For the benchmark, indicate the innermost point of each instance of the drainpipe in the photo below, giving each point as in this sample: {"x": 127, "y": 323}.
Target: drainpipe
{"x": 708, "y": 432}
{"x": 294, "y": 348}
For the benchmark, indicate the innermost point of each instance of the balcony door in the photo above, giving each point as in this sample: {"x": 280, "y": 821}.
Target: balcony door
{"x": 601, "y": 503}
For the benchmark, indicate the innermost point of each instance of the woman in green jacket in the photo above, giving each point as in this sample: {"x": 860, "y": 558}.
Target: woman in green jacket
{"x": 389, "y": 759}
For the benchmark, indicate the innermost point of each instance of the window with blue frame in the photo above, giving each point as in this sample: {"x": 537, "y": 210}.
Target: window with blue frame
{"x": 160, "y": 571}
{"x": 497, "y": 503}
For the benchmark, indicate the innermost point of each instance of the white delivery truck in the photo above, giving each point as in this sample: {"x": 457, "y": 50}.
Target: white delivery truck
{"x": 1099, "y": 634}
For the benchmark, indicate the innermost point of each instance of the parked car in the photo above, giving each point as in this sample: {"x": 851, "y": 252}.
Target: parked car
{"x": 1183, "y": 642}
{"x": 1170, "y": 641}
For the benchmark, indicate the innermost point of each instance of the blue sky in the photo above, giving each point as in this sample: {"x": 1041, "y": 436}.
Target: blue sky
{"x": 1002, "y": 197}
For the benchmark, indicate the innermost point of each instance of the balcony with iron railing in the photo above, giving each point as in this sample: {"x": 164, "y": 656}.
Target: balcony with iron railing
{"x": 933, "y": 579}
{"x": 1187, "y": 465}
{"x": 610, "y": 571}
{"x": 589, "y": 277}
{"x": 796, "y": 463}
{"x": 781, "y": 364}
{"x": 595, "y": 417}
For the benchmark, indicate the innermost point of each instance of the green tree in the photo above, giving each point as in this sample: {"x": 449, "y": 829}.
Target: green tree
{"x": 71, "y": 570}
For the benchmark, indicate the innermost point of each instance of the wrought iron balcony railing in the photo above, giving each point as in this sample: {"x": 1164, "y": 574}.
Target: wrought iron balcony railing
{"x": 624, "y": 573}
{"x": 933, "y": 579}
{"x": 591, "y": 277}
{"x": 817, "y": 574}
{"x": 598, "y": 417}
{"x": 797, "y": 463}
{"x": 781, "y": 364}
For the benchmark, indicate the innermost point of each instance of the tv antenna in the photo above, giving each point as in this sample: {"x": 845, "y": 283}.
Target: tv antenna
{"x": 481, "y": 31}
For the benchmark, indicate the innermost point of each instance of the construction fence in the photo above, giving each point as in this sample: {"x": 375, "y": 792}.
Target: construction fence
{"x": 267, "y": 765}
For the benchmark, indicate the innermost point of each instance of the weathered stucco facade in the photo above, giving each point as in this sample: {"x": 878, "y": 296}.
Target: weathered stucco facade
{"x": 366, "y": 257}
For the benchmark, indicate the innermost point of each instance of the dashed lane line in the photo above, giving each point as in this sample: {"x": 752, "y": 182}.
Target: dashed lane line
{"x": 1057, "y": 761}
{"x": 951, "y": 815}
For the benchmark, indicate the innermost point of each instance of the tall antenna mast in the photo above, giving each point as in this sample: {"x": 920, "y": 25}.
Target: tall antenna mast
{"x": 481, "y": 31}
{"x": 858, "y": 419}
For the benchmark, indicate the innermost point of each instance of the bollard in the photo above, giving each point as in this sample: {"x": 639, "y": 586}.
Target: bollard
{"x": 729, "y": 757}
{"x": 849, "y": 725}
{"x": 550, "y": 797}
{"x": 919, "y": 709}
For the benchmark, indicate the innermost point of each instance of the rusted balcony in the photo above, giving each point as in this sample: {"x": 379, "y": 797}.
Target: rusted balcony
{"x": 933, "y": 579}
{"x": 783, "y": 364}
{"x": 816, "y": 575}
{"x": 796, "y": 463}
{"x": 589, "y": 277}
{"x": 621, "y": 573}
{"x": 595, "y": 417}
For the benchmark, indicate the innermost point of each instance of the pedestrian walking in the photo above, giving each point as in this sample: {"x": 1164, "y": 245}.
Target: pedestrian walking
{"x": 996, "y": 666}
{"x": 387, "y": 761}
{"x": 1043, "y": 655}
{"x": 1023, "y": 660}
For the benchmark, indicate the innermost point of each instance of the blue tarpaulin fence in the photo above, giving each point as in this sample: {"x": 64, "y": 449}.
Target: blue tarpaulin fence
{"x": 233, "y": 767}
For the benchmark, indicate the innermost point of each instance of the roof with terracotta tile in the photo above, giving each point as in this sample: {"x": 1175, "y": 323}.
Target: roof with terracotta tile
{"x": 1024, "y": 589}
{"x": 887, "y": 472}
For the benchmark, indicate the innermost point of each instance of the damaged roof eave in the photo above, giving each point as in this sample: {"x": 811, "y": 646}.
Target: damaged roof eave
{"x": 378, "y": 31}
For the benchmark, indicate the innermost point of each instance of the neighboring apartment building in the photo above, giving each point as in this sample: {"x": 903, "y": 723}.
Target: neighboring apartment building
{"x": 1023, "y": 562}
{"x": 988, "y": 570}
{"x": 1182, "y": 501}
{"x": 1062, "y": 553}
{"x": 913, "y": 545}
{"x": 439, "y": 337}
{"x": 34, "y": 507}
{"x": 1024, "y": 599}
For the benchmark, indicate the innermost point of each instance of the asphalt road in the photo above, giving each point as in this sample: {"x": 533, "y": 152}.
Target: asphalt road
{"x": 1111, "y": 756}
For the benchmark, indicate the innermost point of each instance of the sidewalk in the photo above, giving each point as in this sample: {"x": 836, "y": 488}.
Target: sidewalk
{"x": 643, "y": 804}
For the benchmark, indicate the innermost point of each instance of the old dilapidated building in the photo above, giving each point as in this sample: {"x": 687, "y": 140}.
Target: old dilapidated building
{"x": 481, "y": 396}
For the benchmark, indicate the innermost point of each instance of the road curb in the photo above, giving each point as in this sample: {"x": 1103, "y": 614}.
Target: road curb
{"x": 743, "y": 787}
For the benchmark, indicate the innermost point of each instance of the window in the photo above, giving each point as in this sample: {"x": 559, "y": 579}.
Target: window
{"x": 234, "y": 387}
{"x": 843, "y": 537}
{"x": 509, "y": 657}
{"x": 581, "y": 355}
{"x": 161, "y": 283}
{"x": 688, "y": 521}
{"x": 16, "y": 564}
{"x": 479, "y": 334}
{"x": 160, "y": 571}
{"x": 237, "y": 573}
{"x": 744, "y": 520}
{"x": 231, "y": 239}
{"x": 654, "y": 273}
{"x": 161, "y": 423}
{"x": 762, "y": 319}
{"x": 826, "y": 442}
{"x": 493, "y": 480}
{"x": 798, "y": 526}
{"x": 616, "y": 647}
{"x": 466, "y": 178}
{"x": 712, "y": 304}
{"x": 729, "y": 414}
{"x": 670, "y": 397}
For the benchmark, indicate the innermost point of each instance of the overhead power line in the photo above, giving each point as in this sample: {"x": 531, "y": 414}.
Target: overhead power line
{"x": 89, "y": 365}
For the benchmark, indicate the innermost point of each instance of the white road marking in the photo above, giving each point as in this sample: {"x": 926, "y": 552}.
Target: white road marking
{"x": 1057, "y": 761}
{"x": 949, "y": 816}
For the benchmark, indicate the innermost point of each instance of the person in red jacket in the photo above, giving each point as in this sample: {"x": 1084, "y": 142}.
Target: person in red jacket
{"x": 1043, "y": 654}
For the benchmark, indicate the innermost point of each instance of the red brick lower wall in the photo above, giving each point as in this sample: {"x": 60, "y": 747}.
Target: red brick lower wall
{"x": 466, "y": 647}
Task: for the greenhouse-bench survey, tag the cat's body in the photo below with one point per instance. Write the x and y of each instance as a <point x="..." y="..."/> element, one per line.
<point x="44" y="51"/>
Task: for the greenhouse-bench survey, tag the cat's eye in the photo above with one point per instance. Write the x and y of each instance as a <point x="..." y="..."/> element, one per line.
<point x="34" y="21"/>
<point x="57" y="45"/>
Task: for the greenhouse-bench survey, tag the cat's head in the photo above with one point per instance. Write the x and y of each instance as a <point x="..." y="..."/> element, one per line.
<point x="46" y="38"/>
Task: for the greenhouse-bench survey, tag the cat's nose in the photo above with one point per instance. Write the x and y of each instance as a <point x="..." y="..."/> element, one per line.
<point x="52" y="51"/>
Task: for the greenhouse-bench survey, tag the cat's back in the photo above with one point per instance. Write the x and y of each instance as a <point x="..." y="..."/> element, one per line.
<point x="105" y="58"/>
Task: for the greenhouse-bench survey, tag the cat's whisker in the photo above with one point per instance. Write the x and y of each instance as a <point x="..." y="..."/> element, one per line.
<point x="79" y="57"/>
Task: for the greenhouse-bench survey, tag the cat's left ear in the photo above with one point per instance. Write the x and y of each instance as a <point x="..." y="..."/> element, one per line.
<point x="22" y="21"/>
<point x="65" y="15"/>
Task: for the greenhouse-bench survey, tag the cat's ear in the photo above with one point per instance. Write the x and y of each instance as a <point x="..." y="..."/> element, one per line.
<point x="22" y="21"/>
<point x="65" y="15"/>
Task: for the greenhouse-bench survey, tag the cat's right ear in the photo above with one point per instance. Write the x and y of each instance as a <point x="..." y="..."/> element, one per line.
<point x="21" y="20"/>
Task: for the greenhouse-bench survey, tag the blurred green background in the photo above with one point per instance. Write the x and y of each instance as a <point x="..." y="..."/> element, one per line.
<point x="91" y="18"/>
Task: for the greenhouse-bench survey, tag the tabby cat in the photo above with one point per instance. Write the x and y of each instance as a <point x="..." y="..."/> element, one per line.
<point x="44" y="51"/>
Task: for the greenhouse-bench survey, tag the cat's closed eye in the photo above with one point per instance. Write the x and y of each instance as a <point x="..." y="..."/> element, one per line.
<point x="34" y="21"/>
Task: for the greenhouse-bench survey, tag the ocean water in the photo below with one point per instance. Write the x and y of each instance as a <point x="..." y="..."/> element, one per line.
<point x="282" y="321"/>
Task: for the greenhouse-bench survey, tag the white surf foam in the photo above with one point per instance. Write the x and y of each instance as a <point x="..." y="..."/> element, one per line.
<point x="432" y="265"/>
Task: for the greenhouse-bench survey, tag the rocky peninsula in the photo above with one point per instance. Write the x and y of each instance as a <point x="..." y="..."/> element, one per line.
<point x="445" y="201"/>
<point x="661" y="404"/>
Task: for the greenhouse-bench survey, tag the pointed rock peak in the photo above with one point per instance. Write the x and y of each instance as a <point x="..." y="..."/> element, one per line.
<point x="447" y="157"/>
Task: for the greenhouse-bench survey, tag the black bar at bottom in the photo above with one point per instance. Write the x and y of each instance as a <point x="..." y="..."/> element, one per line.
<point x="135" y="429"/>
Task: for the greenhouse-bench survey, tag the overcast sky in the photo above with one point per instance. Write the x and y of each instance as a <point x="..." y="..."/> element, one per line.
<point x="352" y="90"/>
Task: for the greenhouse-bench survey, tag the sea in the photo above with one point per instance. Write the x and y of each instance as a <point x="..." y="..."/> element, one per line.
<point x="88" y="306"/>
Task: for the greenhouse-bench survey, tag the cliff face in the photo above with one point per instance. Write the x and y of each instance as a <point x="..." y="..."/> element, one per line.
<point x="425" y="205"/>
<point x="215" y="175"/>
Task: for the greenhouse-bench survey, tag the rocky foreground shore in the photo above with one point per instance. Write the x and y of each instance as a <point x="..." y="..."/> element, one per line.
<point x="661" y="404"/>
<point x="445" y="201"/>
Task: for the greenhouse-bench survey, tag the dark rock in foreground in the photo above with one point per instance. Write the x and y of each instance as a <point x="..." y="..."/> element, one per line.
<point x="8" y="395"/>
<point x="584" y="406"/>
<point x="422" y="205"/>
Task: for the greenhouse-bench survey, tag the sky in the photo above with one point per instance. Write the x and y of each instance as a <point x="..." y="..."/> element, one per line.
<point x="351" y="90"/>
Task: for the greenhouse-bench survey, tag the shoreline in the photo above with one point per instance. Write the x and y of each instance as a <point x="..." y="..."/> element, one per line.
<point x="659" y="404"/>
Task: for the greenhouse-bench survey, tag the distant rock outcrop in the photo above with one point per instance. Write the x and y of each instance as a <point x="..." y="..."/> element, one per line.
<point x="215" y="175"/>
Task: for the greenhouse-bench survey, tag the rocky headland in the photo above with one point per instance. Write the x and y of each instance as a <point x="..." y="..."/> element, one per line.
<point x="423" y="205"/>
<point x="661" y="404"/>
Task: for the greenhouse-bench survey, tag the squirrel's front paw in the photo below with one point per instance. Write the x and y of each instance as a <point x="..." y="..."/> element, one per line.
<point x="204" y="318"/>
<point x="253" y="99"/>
**********
*Task directions*.
Reproduce word for word the lines of the listing above, starting with the line that contains "Task: for the greenhouse-bench survey, tag the shoreline" and continuing up to and including the final line of the listing.

*Reply*.
Task: for the greenhouse-bench survey, tag the shoreline in the photo above with one point per instance. Write the x and y of each instance as a <point x="..." y="..."/> element, one per line.
<point x="659" y="404"/>
Task: for the greenhouse-bench survey, tag the distant rock outcrop in the photo above with one point per instance. Write the x and y of each instance as a <point x="..." y="..."/> element, one per line.
<point x="215" y="175"/>
Task: for the greenhouse-bench survey, tag the rocky headland in the photo above with one point per instance. Write the x and y of each instance as a <point x="..." y="..."/> element, one per line.
<point x="423" y="205"/>
<point x="661" y="404"/>
Task: for the greenhouse-bench survey, tag the squirrel's front paw in the photo below with one point per instance. Write the x and y of each instance as a <point x="..." y="..."/> element, one per line.
<point x="204" y="318"/>
<point x="253" y="99"/>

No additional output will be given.